**** Données fournies ****
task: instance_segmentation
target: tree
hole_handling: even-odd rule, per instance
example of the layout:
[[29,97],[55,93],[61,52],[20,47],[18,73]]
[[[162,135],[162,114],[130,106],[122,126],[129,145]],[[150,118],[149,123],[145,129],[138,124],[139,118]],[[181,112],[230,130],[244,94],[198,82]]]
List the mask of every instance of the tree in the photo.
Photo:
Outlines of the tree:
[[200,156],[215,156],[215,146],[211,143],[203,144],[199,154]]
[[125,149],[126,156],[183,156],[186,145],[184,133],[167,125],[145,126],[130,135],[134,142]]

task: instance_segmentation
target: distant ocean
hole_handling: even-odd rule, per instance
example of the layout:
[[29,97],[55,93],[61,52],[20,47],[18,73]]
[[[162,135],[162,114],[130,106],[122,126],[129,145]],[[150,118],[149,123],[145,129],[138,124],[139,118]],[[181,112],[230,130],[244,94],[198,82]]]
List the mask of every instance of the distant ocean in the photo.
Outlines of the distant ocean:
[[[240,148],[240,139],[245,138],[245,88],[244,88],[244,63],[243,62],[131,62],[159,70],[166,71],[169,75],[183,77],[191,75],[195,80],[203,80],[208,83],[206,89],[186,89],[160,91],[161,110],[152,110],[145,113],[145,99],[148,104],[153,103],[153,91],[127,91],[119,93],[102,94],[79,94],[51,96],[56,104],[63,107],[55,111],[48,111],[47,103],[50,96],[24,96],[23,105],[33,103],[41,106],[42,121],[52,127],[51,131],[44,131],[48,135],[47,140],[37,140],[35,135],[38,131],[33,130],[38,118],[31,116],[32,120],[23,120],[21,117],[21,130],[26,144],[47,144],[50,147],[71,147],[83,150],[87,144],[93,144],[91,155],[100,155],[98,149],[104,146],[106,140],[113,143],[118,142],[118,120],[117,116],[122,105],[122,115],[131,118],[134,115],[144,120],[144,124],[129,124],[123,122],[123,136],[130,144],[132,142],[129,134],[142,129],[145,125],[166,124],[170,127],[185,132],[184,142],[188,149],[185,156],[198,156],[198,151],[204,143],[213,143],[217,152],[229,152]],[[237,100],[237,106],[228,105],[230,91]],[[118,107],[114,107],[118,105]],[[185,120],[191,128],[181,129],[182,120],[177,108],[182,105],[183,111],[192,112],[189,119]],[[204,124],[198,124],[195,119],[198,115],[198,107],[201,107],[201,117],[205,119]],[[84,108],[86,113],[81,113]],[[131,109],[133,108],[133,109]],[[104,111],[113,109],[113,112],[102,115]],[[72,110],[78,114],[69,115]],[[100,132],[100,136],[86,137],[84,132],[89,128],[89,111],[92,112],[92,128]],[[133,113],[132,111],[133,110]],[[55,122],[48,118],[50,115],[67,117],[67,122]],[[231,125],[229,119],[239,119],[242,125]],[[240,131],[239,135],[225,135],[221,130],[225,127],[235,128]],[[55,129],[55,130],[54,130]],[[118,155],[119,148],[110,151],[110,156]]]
****
* [Consigne]: Relevez toutes les lignes des données ci-dessus qui contiennent la chaîne « tree », en tenant compte de la casse.

* [Réponse]:
target: tree
List the mask of every instance of the tree in the photo.
Outlines of the tree:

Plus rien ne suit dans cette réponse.